◆ Exercise objective ◆
Resume the text on summer league prospects in Las Vegas, continuing after its final sentence.

This should be apparent in Vegas, where Muhammad will likely be trigger happy and rather inaccurate. He could still notch 15 or so points per outing, but his shooting percentage will likely hover at or below 35 percent.
Muhammad has many skeptics to prove wrong, but if that's going to happen, it starts with an attitude adjustment. It's doubtful this mental tweak is made in the confines of the summer league, where ill-advised shots are at a premium. Expect Muhammad to be right in the thick of this inefficiency.
Ben McLemore's athleticism and sky-high potential established him as a possible No. 1 overall selection. It was likely that he'd at least fall in the top five. He ended up slipping to the seventh pick, where the Sacramento Kings gladly snagged him.
At times, McLemore didn't appear to assert himself at the college level, and that raised doubts of him really developing into a bona fide NBA superstar. However, these are rather invalid worries when considering McLemore's college situation.
He was playing for a top-ranked Kansas squad that featured several experienced seniors. Frankly, he would've been foolish if he attempted to run the show and neglect such proven players. He actually revealed maturity by establishing his niche as their lethal freshman.
What's more, his statistics emphasize that he must not have been overly passive: 15.9 points (49.5 percent from the field, 42 percent from three-point range and 87 percent from the free-throw line) and 5.2 rebounds per outing.
A stat line like that magnifies why McLemore could very easily become the most potent player in this draft.
Expect some compelling performances from him in the next couple weeks. By the time the NBA train leaves Vegas, he could have every general manager convinced that he should've been a top-three pick (and maybe even the No. 1 overall selection).

◆ Data listing ◆
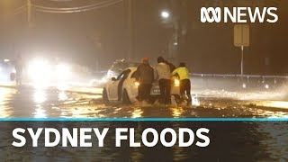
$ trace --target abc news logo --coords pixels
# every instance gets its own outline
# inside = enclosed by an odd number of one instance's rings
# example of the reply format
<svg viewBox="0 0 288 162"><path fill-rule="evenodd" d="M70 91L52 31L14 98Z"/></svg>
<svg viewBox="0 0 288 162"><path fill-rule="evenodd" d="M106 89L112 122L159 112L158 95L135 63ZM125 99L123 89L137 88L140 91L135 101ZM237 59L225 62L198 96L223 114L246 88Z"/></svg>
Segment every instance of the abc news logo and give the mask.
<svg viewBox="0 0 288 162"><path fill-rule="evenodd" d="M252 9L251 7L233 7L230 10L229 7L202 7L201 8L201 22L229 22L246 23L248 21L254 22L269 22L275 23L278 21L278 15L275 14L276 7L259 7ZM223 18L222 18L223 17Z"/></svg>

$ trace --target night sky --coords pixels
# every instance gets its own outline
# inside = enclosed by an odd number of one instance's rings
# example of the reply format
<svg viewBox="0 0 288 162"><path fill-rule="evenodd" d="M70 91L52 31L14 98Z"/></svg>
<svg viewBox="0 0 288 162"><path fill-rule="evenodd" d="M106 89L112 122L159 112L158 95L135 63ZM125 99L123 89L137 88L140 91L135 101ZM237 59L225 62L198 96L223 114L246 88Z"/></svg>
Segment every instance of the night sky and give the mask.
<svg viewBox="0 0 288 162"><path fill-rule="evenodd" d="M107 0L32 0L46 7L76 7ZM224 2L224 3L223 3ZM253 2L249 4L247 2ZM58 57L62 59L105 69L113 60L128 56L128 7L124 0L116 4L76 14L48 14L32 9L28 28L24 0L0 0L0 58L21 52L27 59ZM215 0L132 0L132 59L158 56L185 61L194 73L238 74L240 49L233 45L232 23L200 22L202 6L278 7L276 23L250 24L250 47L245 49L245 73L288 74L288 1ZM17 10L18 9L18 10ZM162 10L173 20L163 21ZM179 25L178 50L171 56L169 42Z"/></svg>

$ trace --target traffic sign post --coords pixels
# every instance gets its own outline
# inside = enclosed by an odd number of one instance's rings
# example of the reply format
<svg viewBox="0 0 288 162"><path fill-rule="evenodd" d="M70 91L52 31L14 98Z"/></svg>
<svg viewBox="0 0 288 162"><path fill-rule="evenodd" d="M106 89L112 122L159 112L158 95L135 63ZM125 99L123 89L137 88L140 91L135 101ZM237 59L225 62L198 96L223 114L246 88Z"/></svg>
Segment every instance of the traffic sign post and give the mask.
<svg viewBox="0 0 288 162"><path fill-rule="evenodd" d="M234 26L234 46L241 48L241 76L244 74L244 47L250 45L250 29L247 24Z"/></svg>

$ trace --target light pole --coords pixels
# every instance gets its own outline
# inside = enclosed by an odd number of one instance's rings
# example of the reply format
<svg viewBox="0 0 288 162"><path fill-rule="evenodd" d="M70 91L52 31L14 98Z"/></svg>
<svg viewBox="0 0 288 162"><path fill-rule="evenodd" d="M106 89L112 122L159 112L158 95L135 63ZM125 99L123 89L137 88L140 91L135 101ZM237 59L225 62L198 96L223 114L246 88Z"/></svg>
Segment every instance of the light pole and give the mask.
---
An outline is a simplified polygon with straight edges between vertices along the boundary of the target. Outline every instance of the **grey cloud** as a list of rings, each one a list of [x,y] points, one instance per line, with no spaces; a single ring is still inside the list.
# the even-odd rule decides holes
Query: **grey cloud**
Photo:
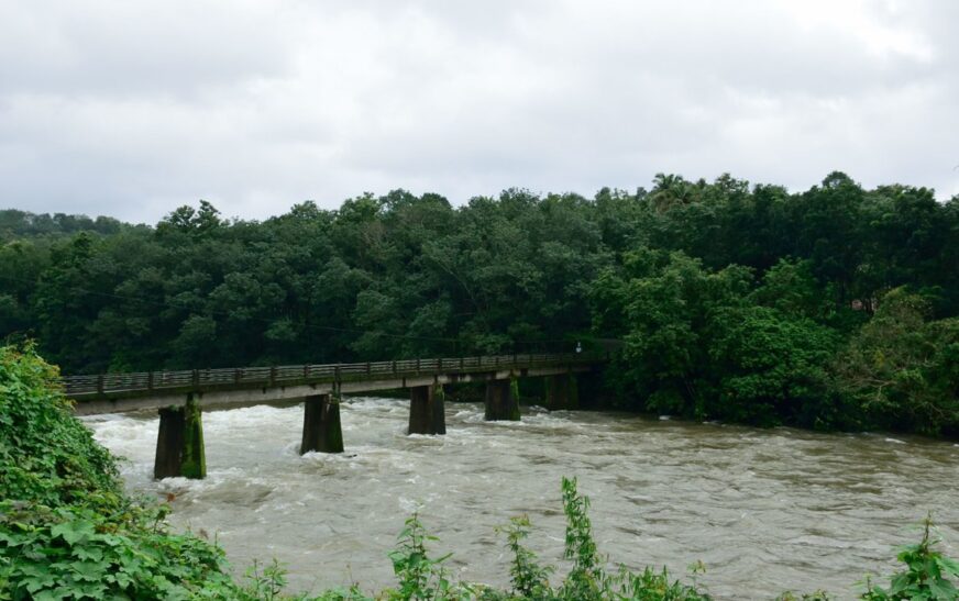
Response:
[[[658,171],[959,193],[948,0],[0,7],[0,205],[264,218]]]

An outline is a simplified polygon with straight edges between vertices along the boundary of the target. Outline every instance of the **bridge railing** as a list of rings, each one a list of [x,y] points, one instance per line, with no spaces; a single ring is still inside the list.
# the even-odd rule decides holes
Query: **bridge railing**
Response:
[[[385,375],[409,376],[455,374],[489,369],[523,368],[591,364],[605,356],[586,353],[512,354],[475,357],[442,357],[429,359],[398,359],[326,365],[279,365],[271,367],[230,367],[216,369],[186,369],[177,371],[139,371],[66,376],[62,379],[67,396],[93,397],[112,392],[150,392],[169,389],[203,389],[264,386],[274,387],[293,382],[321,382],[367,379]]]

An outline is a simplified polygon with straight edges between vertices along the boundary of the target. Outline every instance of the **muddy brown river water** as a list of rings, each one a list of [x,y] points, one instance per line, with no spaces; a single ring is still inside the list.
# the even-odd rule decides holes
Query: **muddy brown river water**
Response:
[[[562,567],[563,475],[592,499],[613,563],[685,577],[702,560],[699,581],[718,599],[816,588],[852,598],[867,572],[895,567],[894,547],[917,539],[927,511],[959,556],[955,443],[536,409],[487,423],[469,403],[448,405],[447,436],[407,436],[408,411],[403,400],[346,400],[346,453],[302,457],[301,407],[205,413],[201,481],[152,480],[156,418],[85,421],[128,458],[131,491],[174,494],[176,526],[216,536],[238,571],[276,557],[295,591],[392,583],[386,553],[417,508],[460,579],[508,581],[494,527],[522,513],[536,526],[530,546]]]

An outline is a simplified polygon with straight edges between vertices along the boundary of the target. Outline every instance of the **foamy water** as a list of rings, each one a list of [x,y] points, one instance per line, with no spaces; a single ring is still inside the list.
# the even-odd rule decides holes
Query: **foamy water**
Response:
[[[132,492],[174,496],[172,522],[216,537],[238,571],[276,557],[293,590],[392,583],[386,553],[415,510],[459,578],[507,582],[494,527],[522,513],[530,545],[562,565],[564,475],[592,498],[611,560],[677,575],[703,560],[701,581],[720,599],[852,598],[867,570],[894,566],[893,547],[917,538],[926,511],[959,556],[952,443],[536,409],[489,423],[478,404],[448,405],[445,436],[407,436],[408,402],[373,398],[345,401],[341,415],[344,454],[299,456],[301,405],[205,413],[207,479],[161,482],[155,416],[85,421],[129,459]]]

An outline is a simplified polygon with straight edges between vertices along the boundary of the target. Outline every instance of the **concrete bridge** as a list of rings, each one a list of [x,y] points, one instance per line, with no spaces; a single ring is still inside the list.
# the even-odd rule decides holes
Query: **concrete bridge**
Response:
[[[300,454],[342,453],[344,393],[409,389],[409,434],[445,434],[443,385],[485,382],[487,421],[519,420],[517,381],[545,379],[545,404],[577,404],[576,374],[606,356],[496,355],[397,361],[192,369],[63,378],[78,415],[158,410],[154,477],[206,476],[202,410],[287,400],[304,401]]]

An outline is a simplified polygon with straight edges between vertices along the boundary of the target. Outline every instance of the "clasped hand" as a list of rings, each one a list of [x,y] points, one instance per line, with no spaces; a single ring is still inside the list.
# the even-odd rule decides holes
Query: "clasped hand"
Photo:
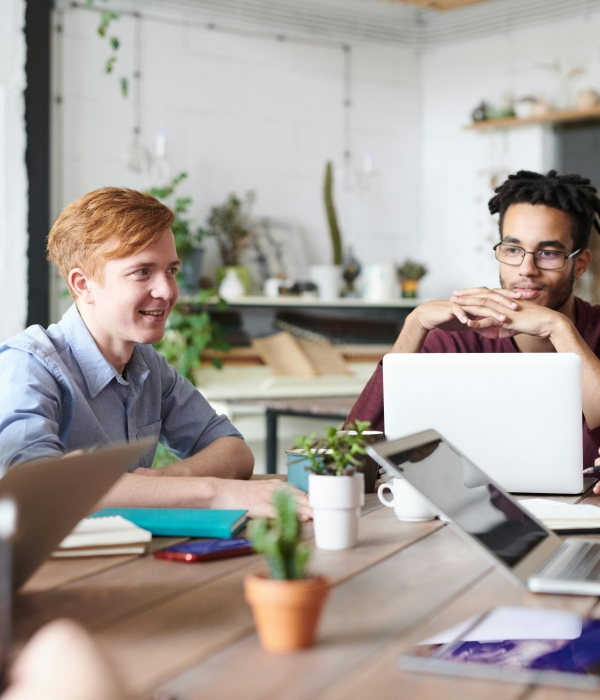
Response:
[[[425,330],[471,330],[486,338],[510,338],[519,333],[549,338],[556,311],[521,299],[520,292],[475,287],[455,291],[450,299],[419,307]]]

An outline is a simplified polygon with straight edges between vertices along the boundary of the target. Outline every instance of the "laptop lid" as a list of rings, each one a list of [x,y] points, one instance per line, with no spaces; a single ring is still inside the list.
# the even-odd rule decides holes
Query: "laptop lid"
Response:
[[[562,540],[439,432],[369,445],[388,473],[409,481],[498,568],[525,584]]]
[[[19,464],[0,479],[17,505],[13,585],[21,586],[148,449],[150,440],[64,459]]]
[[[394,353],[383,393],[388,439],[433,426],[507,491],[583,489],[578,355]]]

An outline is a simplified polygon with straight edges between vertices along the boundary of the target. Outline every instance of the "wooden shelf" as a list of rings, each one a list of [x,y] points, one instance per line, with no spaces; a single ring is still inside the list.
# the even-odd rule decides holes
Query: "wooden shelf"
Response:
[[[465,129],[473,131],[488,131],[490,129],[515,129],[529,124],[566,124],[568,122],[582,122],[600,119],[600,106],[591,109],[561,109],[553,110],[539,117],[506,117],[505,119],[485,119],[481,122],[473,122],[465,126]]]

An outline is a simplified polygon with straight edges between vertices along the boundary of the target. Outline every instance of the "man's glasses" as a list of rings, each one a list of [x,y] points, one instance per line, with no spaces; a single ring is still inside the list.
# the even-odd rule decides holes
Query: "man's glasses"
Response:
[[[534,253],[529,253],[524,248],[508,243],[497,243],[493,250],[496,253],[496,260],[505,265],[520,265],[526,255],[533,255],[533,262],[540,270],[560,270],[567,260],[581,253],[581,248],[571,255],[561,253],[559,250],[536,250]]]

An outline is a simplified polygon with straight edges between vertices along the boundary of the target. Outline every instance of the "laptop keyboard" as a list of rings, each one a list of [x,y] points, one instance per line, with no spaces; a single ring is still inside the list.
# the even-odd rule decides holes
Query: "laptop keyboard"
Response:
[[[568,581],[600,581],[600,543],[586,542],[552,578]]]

◆ Answer to the exercise ◆
Ricky Ledo is the mystery pick of the 2013 draft. He's ripe with intrigue, and the Dallas Mavericks are surely hopeful that he could be a rare second-round steal.
Ledo carries a host of character concerns, but his talent has never been questioned. His troubled past is what scared teams away, heightened by the fact that he didn't play a game for Providence because he failed to meet academic standards.
On the court, he is a smooth playmaker with a nice jump shot and ball-handling abilities (evidenced by the attached video). His offensive prowess is downright scary. He once dominated the high school scene and was near the top of Rivals.com's Prospect Rankings.
Ledo could end up being the ultimate steal of the draft, considering that he fell to the 43rd overall selection.
He faces an uphill climb, but the summer league is the perfect stage for him to begin making a statement. The play is often undisciplined, and offensive-minded guards typically rule the court.
Ledo should fit right in and leave the NBA spectrum firmly aware of who he is.
Austin Rivers labored through his rookie season with the New Orleans Hornets (now Pelicans). He averaged just 6.2 points per game and shot a measly 37.2 percent from the field.
His future outlook just took a major hit, too. With the Pelicans welcoming Jrue Holiday and Tyreke Evans (and still possessing Eric Gordon), it doesn't appear that many backcourt minutes will be available. Rivers will have his work cut out for him if he wants steady playing time.
This means he must compile an exceptional jumble of games in Vegas. He must be the Pelicans' primary threat and scoring option. Assuming he embraces this role, he should find himself launching 20-plus shots an outing and netting 20-plus points in these contests.
It's likely that he'll attain this level of production as he approaches his second season. Furthermore, he'll surely recognize what's at stake. If he doesn't exhibit some riveting displays of talent, then he'll find himself riding the pine in New Orleans and perhaps soon requesting a change of scenery.
This should serve as motivation as he takes the floor in Vegas. He should view himself as the best player on the court each game. If he plays like this, then the Pelicans will have a logjam of young talent in their backcourt and Rivers' progression could eventually lead to Gordon's farewell via trade.
When it comes to Cody Zeller's NBA outlook, there is significant upside. He understands the game incredibly well for a man of his size, and he can be used as either a power forward or center.
However, while Zeller did much right in his two collegiate seasons, he often struggled when pitted against elite athletes. This was on display in Indiana's NCAA tournament loss to Syracuse, when the athleticism of Cuse's big men frustrated Zeller mightily (he finished 3-of-10 from the field).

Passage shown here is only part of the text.